■ **Data excerpts**
####

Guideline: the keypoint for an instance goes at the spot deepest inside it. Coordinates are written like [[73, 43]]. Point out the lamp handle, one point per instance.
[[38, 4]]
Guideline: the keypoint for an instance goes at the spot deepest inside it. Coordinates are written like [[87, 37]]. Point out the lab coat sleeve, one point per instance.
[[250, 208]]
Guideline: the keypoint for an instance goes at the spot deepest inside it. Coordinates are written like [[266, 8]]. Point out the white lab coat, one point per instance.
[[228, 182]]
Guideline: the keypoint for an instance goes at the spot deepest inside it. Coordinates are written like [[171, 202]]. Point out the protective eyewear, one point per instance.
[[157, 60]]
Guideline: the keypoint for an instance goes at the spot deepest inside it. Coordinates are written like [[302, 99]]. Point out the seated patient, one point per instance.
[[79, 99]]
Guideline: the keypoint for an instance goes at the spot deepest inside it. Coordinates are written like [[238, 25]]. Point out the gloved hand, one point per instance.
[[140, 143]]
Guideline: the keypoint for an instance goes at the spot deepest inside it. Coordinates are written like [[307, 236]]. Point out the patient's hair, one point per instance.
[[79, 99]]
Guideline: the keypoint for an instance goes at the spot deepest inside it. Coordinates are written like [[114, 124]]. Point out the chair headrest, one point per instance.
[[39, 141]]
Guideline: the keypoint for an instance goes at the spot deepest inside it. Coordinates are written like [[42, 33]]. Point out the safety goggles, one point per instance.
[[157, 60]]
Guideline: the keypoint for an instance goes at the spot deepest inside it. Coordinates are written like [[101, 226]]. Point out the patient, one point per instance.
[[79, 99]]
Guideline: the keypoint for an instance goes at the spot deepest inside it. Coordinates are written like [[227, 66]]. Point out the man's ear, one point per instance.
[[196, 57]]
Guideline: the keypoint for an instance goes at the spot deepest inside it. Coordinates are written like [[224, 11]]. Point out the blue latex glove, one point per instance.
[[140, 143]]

####

Each line above must be retyped exactly.

■ **YOUR SOLUTION**
Guideline: the keypoint for an instance goes at the spot deepest inside it. Coordinates are written like [[73, 43]]. Point out the lamp handle, one point per instance.
[[38, 4]]
Guideline: the keypoint for an instance goes at the spot deepest inside it. Coordinates are written like [[87, 37]]. Point out the lab coat sleeve, one point per instance.
[[250, 208]]
Guideline: the keypoint for an instance goes at the spot deepest inside it. Coordinates are written like [[266, 8]]. Point out the white lab coat, one point per instance.
[[228, 182]]
Guideline: the keypoint for an instance goes at the spot deepest inside it. Coordinates are written like [[171, 202]]. Point out the protective eyewear, one point per instance.
[[157, 60]]
Guideline: the keypoint for an instance goes at the spot deepest inside it. Coordinates are written like [[302, 99]]. Point out the seated patient, one point per instance.
[[79, 99]]
Guideline: the keypoint for an instance goes at the spot deepest inside it. Coordinates are written like [[238, 25]]. Point out the gloved hand, one point per instance.
[[140, 143]]
Guideline: the keypoint for an instance goes at the spot deepest inside it. Coordinates are written like [[307, 236]]. Point out the patient's hair, one point per instance.
[[79, 99]]
Guideline: the keypoint for an instance goes at the spot deepest inside it. Coordinates are written like [[114, 124]]. Point out the chair headrest, one point per instance.
[[39, 141]]
Guideline: the keypoint for an instance goes at the spot deepest inside it. Coordinates are written like [[42, 33]]. Point out the safety goggles, one point per instance.
[[157, 60]]
Guideline: the keypoint for an instance goes at the spot deepest inside it. Coordinates are written like [[101, 226]]. Point out the patient, one point per instance.
[[79, 99]]
Guideline: the keypoint for an instance goes at the spot deepest inside it. Coordinates are written like [[227, 66]]. Point out the man's ear, one point per instance.
[[196, 57]]
Guideline: the keypoint for an instance goes at the spot deepest inside it. Coordinates are written like [[224, 11]]. Point out the blue latex glove, one point per instance.
[[140, 143]]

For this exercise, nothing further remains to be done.